### EXERCISE INPUT
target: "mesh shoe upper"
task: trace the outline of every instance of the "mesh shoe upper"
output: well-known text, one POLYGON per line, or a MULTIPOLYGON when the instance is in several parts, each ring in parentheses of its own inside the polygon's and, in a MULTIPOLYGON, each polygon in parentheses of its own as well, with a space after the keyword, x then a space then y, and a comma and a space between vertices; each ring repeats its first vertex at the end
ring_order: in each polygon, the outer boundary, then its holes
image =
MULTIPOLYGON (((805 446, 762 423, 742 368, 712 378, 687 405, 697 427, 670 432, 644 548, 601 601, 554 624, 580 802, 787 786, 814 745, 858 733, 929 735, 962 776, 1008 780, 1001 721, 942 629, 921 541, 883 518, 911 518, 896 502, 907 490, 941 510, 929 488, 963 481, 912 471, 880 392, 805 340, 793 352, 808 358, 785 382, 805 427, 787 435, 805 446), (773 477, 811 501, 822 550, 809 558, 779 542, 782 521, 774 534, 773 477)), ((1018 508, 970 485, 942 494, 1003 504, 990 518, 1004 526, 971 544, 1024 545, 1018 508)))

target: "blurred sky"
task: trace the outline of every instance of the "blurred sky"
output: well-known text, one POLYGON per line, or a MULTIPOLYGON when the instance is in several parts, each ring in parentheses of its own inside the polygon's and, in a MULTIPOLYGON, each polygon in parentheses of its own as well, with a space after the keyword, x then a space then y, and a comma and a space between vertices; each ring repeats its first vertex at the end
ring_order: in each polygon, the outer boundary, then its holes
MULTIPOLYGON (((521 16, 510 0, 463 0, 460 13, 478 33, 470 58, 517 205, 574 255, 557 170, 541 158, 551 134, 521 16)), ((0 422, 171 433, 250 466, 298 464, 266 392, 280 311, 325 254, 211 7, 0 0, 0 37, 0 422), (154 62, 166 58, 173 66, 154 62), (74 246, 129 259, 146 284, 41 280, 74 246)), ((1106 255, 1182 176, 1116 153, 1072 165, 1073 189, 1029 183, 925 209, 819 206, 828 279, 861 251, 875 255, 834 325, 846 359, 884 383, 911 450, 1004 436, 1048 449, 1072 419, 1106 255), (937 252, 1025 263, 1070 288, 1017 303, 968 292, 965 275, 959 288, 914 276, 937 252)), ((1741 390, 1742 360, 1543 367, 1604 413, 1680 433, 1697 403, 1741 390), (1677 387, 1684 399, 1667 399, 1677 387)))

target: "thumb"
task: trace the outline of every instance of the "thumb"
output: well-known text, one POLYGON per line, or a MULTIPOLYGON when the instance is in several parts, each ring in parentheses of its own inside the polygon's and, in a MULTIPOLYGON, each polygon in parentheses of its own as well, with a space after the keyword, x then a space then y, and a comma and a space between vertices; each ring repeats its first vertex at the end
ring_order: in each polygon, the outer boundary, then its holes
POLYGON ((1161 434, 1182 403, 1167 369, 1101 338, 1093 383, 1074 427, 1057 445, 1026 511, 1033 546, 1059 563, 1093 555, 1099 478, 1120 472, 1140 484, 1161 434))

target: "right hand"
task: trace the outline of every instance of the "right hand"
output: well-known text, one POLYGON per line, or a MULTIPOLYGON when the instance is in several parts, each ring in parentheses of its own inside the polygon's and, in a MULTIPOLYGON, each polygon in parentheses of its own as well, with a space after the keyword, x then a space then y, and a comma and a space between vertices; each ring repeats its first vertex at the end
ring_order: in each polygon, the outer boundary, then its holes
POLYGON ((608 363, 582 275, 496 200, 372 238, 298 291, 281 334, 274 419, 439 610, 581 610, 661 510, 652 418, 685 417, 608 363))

### WORK INSTRUCTIONS
Each line of the data that holds the word "shoe" should be copied.

### ANSWER TO THE PROBLEM
target: "mesh shoe upper"
task: trace the outline of every instance of the "mesh shoe upper"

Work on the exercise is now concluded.